[Exercises to complete]
a – From the commit notice below, return the text from "Repository: mesos" to "memory.memsw.limit_in_bytes." word for word.
b – In the commit notice below, who is named as the committer of the change?

[Document passage]
▬▬▬▬▬▬
Repository: mesos
Updated Branches:
  refs/heads/master a5cc9b435 -> cfa168f51


Allowed cgroups mem isolator to limit swap by setting
memory.memsw.limit_in_bytes.

Review: https://reviews.apache.org/r/24316


Project: http://git-wip-us.apache.org/repos/asf/mesos/repo
Commit: http://git-wip-us.apache.org/repos/asf/mesos/commit/cfa168f5
Tree: http://git-wip-us.apache.org/repos/asf/mesos/tree/cfa168f5
Diff: http://git-wip-us.apache.org/repos/asf/mesos/diff/cfa168f5

Branch: refs/heads/master
Commit: cfa168f5136f05d01ebb5ffa3a42a118db14c43e
Parents: a5cc9b4
Author: Anton Lindström <[email protected]>
Authored: Sun Aug 10 16:26:46 2014 -0700
Committer: Jie Yu <[email protected]>
Committed: Sun Aug 10 16:51:11 2014 -0700

----------------------------------------------------------------------
 src/linux/cgroups.cpp                           |  71 ++++++++-
 src/linux/cgroups.hpp                           |  17 +++
 .../containerizer/isolators/cgroups/mem.cpp     | 143 ++++++++++++++-----
 .../containerizer/isolators/cgroups/mem.hpp     |   7 +-
 src/slave/flags.hpp                             |   8 ++
 5 files changed, 209 insertions(+), 37 deletions(-)
----------------------------------------------------------------------


http://git-wip-us.apache.org/repos/asf/mesos/blob/cfa168f5/src/linux/cgroups.cpp
----------------------------------------------------------------------
diff --git a/src/linux/cgroups.cpp b/src/linux/cgroups.cpp
index 47be0ef..989e307 100644
--- a/src/linux/cgroups.cpp
+++ b/src/linux/cgroups.cpp
@@ -1963,7 +1963,76 @@ Try<Nothing> limit_in_bytes(
     const Bytes& limit)
▬▬▬▬▬▬
[Point labeling examples]
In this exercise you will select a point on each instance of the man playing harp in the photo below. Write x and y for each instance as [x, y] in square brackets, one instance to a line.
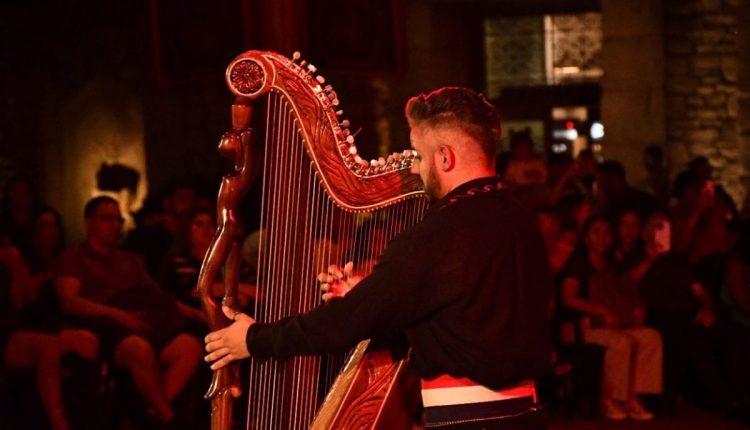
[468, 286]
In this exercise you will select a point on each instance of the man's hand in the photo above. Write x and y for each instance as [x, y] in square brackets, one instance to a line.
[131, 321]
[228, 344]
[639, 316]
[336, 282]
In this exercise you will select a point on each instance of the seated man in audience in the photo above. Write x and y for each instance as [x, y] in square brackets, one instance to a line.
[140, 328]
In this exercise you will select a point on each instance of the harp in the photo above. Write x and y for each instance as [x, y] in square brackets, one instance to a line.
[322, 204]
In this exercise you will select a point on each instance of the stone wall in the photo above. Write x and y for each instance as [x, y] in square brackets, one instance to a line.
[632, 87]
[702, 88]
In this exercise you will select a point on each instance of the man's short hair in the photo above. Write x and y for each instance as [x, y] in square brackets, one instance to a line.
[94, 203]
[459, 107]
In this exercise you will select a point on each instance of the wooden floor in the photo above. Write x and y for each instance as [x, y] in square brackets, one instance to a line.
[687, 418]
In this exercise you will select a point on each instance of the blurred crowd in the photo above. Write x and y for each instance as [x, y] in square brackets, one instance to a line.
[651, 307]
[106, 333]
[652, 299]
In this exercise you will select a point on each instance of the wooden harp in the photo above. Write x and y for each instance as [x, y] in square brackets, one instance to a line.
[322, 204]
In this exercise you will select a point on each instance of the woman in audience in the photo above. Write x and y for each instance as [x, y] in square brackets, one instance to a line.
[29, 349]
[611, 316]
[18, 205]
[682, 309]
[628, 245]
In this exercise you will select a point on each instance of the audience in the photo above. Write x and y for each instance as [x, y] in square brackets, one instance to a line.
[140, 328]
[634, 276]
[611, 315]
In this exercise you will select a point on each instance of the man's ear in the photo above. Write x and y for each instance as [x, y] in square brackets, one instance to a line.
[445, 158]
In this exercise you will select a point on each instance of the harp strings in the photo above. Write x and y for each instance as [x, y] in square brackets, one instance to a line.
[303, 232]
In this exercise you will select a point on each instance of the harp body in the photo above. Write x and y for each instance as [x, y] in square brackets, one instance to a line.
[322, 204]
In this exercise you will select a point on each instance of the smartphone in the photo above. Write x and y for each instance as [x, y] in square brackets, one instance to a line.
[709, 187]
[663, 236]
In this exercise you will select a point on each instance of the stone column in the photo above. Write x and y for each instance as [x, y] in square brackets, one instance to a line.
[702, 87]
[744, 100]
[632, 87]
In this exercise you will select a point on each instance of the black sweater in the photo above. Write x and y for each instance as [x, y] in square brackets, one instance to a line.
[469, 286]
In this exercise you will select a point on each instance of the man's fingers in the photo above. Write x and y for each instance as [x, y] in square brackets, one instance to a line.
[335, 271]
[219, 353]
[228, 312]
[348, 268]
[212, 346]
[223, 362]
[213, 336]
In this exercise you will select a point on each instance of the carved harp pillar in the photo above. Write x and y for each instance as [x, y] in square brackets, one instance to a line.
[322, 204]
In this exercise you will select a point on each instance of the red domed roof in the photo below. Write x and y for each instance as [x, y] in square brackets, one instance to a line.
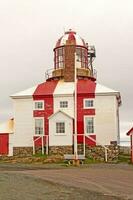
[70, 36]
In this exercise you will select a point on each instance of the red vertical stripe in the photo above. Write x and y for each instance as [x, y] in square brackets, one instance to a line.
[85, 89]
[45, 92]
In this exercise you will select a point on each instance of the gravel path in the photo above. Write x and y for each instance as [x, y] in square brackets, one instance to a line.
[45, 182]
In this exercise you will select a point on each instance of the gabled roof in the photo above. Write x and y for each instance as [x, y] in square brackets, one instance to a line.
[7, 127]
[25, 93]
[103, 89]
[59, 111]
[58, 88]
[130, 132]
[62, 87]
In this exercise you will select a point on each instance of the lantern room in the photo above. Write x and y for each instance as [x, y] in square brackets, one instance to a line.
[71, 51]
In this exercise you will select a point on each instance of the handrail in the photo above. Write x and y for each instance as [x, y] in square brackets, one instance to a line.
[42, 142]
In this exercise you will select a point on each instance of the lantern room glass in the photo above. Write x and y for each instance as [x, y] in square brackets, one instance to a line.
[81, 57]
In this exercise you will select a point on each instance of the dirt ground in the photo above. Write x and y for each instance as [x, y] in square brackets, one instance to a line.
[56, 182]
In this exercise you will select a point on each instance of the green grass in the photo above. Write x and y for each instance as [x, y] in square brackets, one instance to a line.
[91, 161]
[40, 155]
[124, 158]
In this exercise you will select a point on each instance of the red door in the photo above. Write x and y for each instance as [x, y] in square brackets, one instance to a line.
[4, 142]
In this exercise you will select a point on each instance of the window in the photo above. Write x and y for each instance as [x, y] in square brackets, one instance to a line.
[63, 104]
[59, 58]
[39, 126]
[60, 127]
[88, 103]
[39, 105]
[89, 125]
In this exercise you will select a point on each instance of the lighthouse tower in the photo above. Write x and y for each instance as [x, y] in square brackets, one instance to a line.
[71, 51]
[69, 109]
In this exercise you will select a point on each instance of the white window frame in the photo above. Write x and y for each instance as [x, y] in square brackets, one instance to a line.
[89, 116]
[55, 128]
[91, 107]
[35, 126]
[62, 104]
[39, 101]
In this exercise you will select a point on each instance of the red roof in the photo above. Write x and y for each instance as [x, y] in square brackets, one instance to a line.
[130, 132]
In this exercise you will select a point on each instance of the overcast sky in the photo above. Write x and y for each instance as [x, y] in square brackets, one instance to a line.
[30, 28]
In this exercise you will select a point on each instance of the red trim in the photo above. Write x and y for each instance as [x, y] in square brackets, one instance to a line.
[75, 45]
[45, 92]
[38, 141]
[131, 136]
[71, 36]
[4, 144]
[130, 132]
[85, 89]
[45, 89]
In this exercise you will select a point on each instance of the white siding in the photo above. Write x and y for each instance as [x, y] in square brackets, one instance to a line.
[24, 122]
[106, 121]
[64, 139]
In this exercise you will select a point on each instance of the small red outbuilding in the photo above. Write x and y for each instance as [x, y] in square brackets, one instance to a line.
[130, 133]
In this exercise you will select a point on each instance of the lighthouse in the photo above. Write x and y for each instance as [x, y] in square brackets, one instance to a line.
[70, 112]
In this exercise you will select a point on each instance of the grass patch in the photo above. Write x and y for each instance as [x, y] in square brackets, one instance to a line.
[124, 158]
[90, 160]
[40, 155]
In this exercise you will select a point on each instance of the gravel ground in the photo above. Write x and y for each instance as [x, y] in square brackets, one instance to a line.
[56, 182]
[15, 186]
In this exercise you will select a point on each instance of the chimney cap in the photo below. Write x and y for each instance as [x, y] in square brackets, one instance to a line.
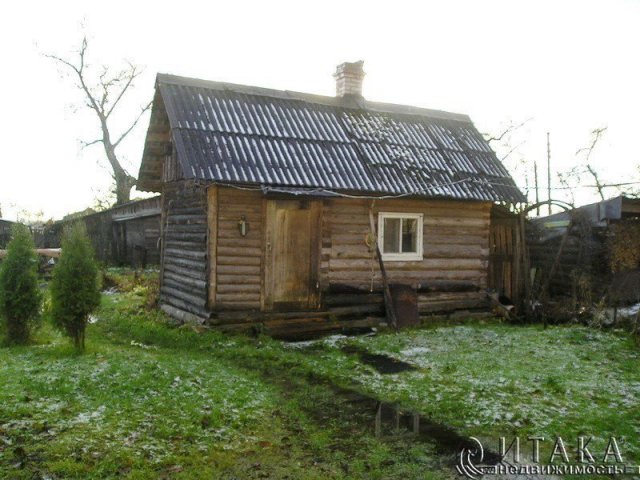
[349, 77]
▬▬▬▬▬▬
[Outputs by task]
a –
Repository: mesos
Updated Branches:
  refs/heads/master a5cc9b435 -> cfa168f51


Allowed cgroups mem isolator to limit swap by setting
memory.memsw.limit_in_bytes.

b – Jie Yu